Not only are the vines flowering but they are rambling down the walks.
The Zucchini Jungle
A few years ago I learned to plant two zucchini seeds together.  That way one vine grows left and the other one heads right and they form an attractive, symmetrical mound instead of a one sided sprawl.  There are 6 seeds in this pile.  Two right in the center and then to the right, two more later plantings one in each corner.  I have not trimmed a single leaf out.

It was past time to renovate the strawberry bed.  It can be a lot of work, but I used the Stihl gas power trimmer with the scythe attachment.  So instead of spending 30 minutes with scissors.....

...I spent about 3 minutes with the trimmer.  After raking the leaves away I trimmed the runners by hand and began thinning.  Because of my Strawberry Problem I have learned that I do not want plants growing within a foot of the edge, and they need to be thinner in the middle.

My goal is two rows about a foot wide.  I will probably do more thinning but I was a bit thinned out.  The runners are by no means done for the year and they will send out runners again in the spring which will all need to be removed.  This is also the time to sprinkle a balanced fertilizer into the bed and mulch with compost if necessary.

Now about those cantaloupes.  Two years ago we had nice (although small) cantaloupes.  Last year I did not get a single melon as the cucumber beetles killed every single plant before the fruit could ripen.   I've reached the age and stage of gardening that when I realize I am fighting a losing battle, I pull out the plants and say "better luck next year".  There really is no point in nursing a plant along for just a few substandard fruit.  It is better to remove the food source / breeding environment for that pest and know that next year they will not be as plentiful.  If your crop is over run by the bad bugs, rip it out and burn it.  Just get it over with.

This year we've had good luck.  I've seen no more than half a dozen beetles.  The vines are healthy and productive and the melons are large.  These came from seeds I saved from cantaloupes we bought at a farmer's market last year.  And they're putting out big ol' melons.  I also planted the Burpee Sweet N' Early and they have been both early and sweet although again, single serving size.

No powdery mildew and no cucumber beetles means healthy cucumber plants.  I have pulled out four plants from nursery transplants that were yellowing and giving up (spring planted Marketmore tends to do that) but my second, third and fourth plantings are all producing.

How many times have I said I love these cucumber trellises?  You have to watch now and then and reposition some cukes or they could catch in the grid and grow funny shaped.  But having the vines up in a layer not only allows the cukes to hang straight and easy to pick, but the pollinators have access to the flowers from all angles.

The pepper and basil bed is doing well.
Plenty of Jalapenos but very few bell peppers.

The Tomato Jungle is healthy with just a few lower leaves needing to be removed.

How many cherry tomatoes can a single person eat in a day?  A quart?
Most days.  But not every day.  And because of no rain, almost none of them are splitting.
I have Sungold tomatoes coming out of my ears.
The fall lettuce babies are up.
Have you ever seen so much Vinca Vine?
Last year I bought four 4" pots of vinca vine for my combination pots.  I put them in the cold frame over the winter, and this spring I trimmed them back to nothing and re-potted them.  Now they look like a veil rambling all over the patio.

Remember the pile of frustration which used to be a functional wheelbarrow?  I buried it nose up in the landscape and planted one geranium and 4 Wave petunias in front of it.  It is hard to capture the light but the geraniums just glow against its rusty backdrop.
_____
Required work:
a: Name every ornamental (non-edible) plant that the garden post mentions.
b: Rewrite the garden post from "How many cherry" to "much Vinca Vine?", putting "grape tomatoes" in place of "cherry tomatoes".
The material after this garden post isn't needed for anything here.

Collected material:
_____
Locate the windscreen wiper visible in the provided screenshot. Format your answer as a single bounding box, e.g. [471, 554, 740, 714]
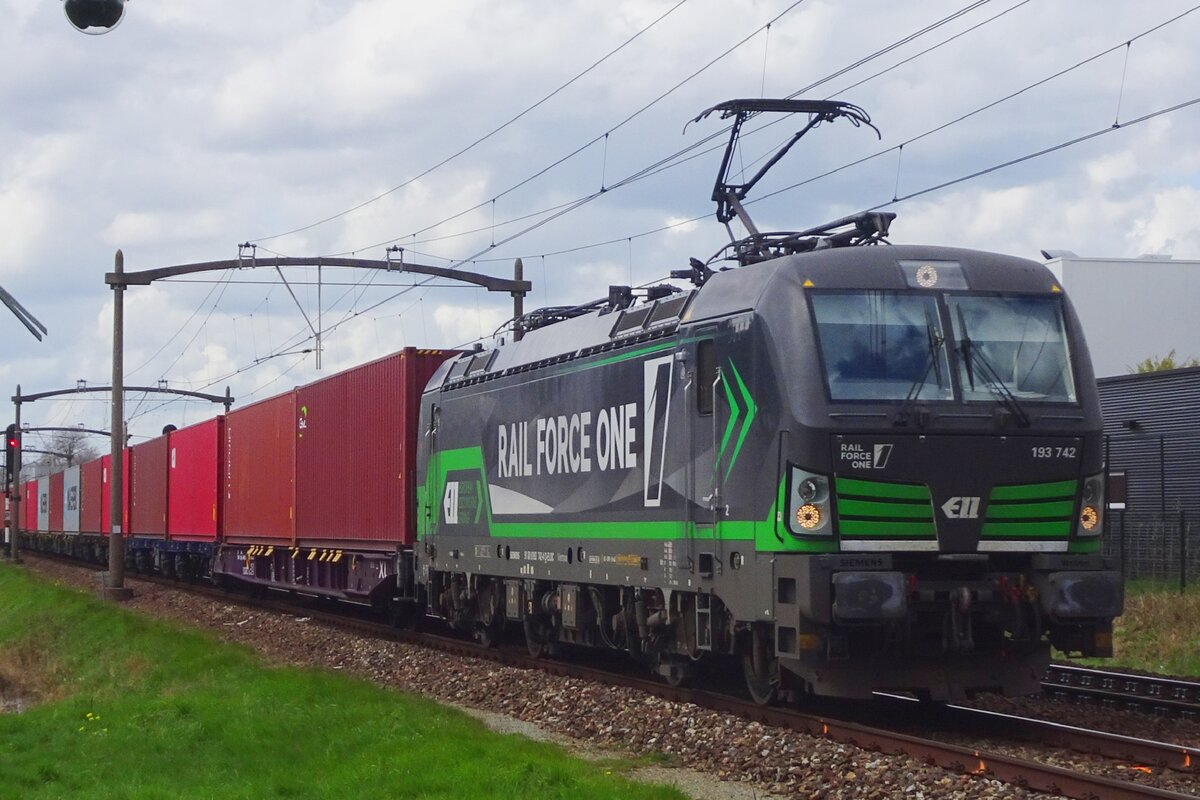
_____
Final answers:
a:
- Vinca vine
- Geraniums
- Wave petunias

b:
How many grape tomatoes can a single person eat in a day?  A quart?
Most days.  But not every day.  And because of no rain, almost none of them are splitting.
I have Sungold tomatoes coming out of my ears.
The fall lettuce babies are up.
Have you ever seen so much Vinca Vine?